[Start]

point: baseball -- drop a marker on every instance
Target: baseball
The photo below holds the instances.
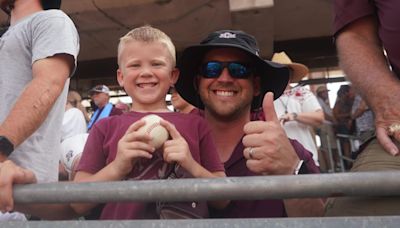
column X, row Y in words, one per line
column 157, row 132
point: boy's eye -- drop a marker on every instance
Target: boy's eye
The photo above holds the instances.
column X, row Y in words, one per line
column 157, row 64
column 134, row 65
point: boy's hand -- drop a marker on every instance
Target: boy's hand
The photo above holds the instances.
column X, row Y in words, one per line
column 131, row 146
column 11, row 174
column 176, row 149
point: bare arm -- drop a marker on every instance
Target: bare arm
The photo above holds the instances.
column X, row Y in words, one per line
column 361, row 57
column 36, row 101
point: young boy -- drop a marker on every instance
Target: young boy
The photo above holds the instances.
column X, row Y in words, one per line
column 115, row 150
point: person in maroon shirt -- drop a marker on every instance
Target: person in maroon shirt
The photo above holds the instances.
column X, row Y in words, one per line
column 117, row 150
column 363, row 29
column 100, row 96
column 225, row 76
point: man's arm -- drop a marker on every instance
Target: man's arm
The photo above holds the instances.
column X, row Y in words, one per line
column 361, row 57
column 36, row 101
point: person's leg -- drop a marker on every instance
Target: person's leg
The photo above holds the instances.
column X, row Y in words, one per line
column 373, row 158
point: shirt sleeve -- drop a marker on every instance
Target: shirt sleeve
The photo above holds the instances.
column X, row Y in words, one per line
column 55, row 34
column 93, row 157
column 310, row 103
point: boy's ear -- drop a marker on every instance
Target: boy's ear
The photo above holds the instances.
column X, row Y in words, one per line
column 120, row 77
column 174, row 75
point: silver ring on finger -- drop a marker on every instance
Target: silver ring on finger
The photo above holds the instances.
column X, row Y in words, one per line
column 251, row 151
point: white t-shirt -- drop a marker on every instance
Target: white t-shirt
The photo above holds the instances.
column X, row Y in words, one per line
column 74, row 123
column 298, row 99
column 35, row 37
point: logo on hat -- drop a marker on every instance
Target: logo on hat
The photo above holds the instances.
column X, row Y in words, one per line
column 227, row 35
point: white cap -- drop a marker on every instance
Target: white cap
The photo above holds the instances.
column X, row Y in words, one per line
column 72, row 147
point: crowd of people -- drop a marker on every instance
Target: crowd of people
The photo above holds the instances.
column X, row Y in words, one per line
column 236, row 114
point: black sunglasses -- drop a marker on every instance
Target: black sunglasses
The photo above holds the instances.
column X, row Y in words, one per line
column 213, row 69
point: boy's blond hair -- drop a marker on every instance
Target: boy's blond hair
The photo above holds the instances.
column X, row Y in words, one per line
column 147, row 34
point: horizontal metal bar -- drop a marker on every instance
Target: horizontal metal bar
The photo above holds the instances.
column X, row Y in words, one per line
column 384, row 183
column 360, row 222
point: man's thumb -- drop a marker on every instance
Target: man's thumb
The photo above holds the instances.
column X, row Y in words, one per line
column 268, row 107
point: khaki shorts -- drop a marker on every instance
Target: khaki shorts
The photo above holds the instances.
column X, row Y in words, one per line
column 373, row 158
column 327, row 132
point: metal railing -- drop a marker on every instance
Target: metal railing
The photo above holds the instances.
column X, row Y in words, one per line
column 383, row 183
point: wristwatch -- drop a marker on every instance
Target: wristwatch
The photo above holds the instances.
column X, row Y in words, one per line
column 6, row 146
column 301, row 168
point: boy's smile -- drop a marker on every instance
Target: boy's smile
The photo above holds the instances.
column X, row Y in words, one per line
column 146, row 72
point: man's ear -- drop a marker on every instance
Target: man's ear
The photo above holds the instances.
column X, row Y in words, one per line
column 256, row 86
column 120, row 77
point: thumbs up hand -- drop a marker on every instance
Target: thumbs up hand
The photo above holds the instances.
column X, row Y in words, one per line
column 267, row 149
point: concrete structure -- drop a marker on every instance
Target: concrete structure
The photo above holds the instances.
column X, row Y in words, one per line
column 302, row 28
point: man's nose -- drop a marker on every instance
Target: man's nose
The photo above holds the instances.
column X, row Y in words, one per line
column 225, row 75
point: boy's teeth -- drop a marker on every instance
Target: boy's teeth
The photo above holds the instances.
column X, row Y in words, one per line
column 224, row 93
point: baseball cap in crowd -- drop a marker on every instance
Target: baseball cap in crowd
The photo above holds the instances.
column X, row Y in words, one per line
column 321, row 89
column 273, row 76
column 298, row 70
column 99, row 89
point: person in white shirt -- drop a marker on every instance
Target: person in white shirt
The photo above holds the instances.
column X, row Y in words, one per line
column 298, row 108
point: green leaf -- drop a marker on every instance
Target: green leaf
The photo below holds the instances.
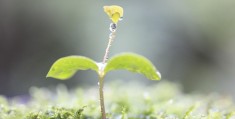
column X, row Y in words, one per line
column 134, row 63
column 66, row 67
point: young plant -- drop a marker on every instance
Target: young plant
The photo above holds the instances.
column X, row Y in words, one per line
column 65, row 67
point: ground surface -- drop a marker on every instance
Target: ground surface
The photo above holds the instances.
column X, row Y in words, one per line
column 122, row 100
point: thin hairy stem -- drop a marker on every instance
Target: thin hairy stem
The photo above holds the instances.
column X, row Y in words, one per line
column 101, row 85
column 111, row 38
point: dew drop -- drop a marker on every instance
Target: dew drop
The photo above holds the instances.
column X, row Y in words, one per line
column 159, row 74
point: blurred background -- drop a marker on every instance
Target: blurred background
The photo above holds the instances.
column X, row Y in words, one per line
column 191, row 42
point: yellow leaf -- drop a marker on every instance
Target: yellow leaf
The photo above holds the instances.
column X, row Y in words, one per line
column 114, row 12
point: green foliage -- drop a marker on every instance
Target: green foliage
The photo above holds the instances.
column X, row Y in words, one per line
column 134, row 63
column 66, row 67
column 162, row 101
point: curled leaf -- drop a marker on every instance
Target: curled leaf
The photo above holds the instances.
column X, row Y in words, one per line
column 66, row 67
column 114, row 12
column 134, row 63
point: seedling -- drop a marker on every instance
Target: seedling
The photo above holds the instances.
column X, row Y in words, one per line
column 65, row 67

[End]

◆ **Written instruction**
In the listing, copy everything from the line containing "point: white t-shirt" down to the line containing "column 146, row 72", swapping "marker" for "pin" wherever it occurs and keeping every other part unchanged.

◆ **Solution for this task**
point: white t-shirt -- drop a pin on every instance
Target: white t-shirt
The photo above holds the instances.
column X, row Y in words, one per line
column 74, row 123
column 298, row 99
column 35, row 37
point: logo on hat -- drop a pin on every instance
Target: logo on hat
The photo above holds the instances.
column X, row Y in words, one per line
column 227, row 35
point: white cap -- drop a pin on every instance
Target: white cap
The photo above holds the instances.
column X, row Y in words, one per line
column 72, row 147
point: crowd of people -- drop a pin on every instance
Target: crowd of people
The photo above holds the instances.
column X, row Y in words, one per line
column 236, row 114
point: black sunglasses -- drop a pin on every instance
Target: black sunglasses
The photo above holds the instances.
column X, row Y in words, one per line
column 213, row 69
point: boy's blond hair -- drop a pin on every instance
Target: boy's blond hair
The photo above holds the instances.
column X, row Y in words, one per line
column 147, row 34
point: horizontal metal bar -- drop a pin on every instance
Target: horizontal metal bar
The photo above holds the instances.
column X, row Y in words, one per line
column 384, row 183
column 360, row 222
point: man's thumb -- drop a pin on every instance
Target: man's thumb
The photo above holds the instances.
column X, row Y in words, one per line
column 268, row 107
point: khaki shorts -- drop a pin on every instance
Target: khaki shorts
The photo above holds the instances.
column X, row Y in words, one per line
column 373, row 158
column 327, row 132
point: metal railing -- drop a pin on every instance
Target: metal railing
The photo above holds the instances.
column X, row Y in words, one per line
column 383, row 183
point: wristwatch -- drop a pin on every instance
Target: wristwatch
The photo above holds the instances.
column X, row Y in words, one per line
column 6, row 146
column 301, row 168
point: boy's smile -- drop a pin on every instance
Target: boy's smile
The photo above holds the instances.
column X, row Y in words, one per line
column 146, row 72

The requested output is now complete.